Pick out each line of the records below that contains the word "bicycle" and copy those lines.
--- Given records ---
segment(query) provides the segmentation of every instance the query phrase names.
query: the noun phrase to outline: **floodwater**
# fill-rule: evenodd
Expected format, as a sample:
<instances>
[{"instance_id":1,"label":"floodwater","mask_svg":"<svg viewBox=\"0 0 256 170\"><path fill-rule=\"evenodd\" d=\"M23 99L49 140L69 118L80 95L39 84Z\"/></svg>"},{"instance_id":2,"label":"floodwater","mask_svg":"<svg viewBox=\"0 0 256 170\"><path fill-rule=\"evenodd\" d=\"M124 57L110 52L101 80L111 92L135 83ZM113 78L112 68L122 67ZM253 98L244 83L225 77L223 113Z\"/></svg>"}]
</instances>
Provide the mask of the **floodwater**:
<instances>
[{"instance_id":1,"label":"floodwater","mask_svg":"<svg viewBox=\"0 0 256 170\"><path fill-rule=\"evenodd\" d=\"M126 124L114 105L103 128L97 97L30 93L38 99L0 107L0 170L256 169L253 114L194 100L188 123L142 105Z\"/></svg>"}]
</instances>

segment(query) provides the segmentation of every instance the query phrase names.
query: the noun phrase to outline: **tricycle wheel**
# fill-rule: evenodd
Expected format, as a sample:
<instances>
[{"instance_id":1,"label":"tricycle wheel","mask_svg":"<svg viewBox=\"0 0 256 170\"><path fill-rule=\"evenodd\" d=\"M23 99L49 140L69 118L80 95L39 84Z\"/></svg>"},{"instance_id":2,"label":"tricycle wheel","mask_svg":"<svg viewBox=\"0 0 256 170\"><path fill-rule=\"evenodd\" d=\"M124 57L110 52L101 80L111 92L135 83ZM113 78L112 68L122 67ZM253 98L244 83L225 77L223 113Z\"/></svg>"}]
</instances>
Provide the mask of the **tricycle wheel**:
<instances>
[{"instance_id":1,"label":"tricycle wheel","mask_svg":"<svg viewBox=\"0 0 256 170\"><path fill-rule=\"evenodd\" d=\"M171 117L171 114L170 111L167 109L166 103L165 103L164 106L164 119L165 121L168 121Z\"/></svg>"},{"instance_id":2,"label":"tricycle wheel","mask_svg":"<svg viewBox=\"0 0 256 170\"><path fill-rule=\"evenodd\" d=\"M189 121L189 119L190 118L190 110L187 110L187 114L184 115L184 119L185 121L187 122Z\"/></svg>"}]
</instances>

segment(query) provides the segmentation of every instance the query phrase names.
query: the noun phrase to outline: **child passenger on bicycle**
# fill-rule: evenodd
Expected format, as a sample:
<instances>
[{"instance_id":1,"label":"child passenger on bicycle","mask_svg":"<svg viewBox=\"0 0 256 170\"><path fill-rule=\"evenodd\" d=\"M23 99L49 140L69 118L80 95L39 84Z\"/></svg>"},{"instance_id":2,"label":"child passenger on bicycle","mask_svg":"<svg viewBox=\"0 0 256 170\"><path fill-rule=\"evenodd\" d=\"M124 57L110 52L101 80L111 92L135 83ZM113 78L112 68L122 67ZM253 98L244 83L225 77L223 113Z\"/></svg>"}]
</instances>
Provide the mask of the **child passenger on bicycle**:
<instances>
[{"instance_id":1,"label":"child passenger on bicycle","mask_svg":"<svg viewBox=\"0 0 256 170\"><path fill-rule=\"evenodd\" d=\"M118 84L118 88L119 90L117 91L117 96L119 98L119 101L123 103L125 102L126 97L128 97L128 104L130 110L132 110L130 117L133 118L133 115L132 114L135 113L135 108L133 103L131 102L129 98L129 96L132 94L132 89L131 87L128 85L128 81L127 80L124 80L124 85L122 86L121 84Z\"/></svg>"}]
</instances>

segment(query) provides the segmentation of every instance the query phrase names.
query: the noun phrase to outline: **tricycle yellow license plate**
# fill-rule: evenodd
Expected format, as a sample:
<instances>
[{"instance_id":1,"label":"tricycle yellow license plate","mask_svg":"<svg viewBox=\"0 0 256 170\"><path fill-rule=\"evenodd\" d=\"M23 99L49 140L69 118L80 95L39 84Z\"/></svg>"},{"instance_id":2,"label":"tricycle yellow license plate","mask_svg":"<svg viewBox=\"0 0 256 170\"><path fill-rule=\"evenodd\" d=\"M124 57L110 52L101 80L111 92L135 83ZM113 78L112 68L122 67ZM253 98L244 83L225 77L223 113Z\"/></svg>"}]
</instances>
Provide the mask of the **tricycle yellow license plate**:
---
**Response to the task:**
query: the noun phrase to outline: **child passenger on bicycle**
[{"instance_id":1,"label":"child passenger on bicycle","mask_svg":"<svg viewBox=\"0 0 256 170\"><path fill-rule=\"evenodd\" d=\"M23 99L49 140L69 118L80 95L39 84Z\"/></svg>"},{"instance_id":2,"label":"child passenger on bicycle","mask_svg":"<svg viewBox=\"0 0 256 170\"><path fill-rule=\"evenodd\" d=\"M124 57L110 52L101 80L111 92L135 83ZM113 78L112 68L122 67ZM253 98L244 83L225 77L223 113Z\"/></svg>"}]
Provide the mask of the **child passenger on bicycle**:
[{"instance_id":1,"label":"child passenger on bicycle","mask_svg":"<svg viewBox=\"0 0 256 170\"><path fill-rule=\"evenodd\" d=\"M118 84L118 88L119 90L117 91L117 96L119 98L119 101L123 103L125 102L126 97L128 97L128 104L130 110L132 110L130 117L133 118L133 115L132 114L135 113L135 108L133 103L131 102L129 98L129 96L132 94L132 89L131 87L128 85L128 81L127 80L124 80L124 85L122 86L121 84Z\"/></svg>"}]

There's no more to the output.